Ida Elizabeth Brandon Mathis (1857-1925)

Ida Mathis

Ida Elizabeth Brandon, the daughter of Mary Baldwin Munn Brandon and Washington McClure Brandon and wife of Giles Huff Mathis, was born in Florence, Alabama in 1857.

Ida Brandon Mathis was called the "Economic Moses of the South" by Mittie McDavid in the May 12, 1918 issue of the Times Picayune. She was a farmer's daughter and a practical woman who not only was a successful farmer and financier, but also dedicated herself to the principle of an agriculturally sound state and nation. Mrs. Mathis, a strong proponent of crop rotation and crop diversification, preached her economic doctrine of "Safety in Food Crops" from New York to Louisiana and in states westward. She was appointed by Alabama Governors Henderson and Kilby to represent and assist with agricultural and developmental conferences. She spoke at the very first meeting of the Alabama Chamber of Commerce on October 26, 1916, and was the only woman on the committee of 100 that worked to secure a nitrate plant for Muscle Shoals. Merle Crowell, in the February 1917 issue of American Magazine declared the "Mrs. G. H. Mathis has been worth $20,000,000 to the state of Alabama."

▶ **What to do**
A. Answer these questions from the Ida Mathis profile:
(i) In what town was she born?
(ii) On what date did she speak at the first meeting of the Alabama Chamber of Commerce?
(iii) What dollar value did the February 1917 issue of American Magazine place on her worth to Alabama?
B. List every person other than Ida Mathis herself who is named in the Ida Mathis profile.
Answer from the Ida Mathis profile alone.

▶ **Records supplied**
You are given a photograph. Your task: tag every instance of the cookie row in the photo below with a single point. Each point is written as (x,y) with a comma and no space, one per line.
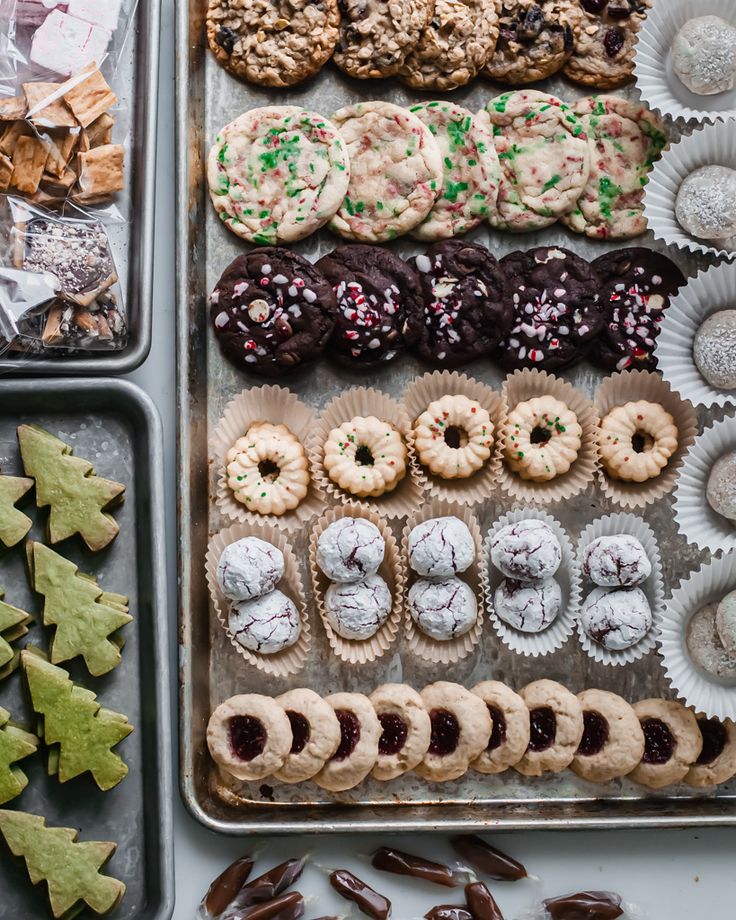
(429,44)
(273,311)
(377,171)
(446,730)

▶ **Full answers**
A.
(i) Florence, Alabama
(ii) October 26, 1916
(iii) $20,000,000

B.
Mary Baldwin Munn Brandon
Washington McClure Brandon
Giles Huff Mathis
Mittie McDavid
Governor Henderson
Governor Kilby
Merle Crowell